__Given passage__.
Now let’s deal with the second tale of “economical surgical strike” and look at certain bare facts which separate the wheat from the chaff. The prime minister while announcing the “surgical strike on the Indian economy” on November 8 had outlined three objectives: recovery of black money and to curb its further generation, to stop terror funding and prevention of counterfeiting of currencies.

How far the demonetization succeeded to achieve these goals? As on November 29, 60 per cent of the

Rs 14.5 lakh crore have been returned to the banking system either in the form of deposits or exchanges and the fate of the remaining 40 per cent will be known after December 30. Further, as the demonetization process is not intended to touch the flow of resources, bulk of the black wealth will remain untouched. Therefore, it is an exaggeration that with the demonetisation process, the problem of black money will be over. It certainly requires comprehensive reform which is much more than note-bandi. If the proposed amendment to the Income Tax Act which has been passed in the Lok Sabha as a money bill is of any indication, there is serious doubt on the intention of the Government to fight against black money. If the objective was to convert black money into white by another disclosure scheme, why the common man who has nothing to do with black money is sweating before banks and empty ATMs?

Recovery of new currencies from terrorists, increasing terrorist activities and instances of counterfeiting signify that demonetization has largely failed on these objectives as well. There is a Sanskrit sloka in the Abhigyan Shakuntalam which roughly translates as follows: “when the fishing net was torn and fish leaped into the water, the fisherman becomes dejected and consoles himself by saying that he will get the punya for allowing the fish to escape.” This is exactly what our prime minister has achieved through the demonetization policy.

__Given data__.
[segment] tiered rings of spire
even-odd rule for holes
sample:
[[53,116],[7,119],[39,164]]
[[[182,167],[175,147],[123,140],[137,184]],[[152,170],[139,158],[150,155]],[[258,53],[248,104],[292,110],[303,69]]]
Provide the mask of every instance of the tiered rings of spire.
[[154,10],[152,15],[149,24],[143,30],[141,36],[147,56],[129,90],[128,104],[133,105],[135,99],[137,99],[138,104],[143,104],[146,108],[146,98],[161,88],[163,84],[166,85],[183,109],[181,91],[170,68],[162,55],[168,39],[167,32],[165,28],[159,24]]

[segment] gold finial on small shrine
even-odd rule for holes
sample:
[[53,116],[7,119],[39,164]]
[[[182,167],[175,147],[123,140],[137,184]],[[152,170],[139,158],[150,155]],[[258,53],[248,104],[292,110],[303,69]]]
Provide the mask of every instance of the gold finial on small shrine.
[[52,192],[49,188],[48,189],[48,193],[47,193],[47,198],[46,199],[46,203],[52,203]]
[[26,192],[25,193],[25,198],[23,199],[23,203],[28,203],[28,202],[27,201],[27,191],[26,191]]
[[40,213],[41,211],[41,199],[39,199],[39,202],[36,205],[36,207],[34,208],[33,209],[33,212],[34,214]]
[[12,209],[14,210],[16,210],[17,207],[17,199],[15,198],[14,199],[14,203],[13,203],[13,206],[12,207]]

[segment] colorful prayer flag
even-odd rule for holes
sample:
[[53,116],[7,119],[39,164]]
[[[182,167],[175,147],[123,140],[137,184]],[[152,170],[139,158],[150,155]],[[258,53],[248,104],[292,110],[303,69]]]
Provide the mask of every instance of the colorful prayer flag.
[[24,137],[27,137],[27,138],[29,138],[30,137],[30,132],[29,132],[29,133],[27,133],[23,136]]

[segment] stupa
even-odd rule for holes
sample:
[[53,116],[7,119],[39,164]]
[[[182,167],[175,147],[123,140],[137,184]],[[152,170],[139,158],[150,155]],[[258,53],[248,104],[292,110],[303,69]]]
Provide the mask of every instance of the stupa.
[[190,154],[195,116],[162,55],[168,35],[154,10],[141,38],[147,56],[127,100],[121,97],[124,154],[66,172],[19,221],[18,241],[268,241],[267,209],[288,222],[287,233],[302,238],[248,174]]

__Activity__. Continue the passage on demonetization from the point where it stops.

__Your response__.
Notwithstanding what the prime minister outlined as the objectives of demonetisation, repercussions of the policy have already been visible. GDP growth in the second quarter of the financial year has been recorded at 7.3 per cent against 7.6 per cent during the corresponding quarter in the previous financial year.

Moreover, this is an agriculture led growth figure. Ratings have already lowered GDP growth forecast for this fiscal to 6.9 per cent from 7.4 per cent citing demonetization as a prominent reason. Demonetization has also had its impact on investors’ confidence on our currency which was one of the reasons why Rupee has crossed the psychological barrier of 68 against US dollar.

Though exact figures are not available, 70 people have reportedly died due to causes directly or indirectly related to demonetization. They include bank employees also. Farmers were happy that they had a good monsoon this year but the demonetization effect had reduced them to paupers. Neither they are able to buy seeds and fertilizer for the rabi crops nor finding market to sell their kharif produce. By denying the cooperative banks to exchange and deposit old currencies, the government made the lives of the farmers and the rural poor miserable.

Tourism sector, including medical tourism, has been badly hit due to the sudden withdrawal of currencies and it will have its repercussions in the GDP figure. Foreign tourists are taking to street performances to deal with the currency crisis.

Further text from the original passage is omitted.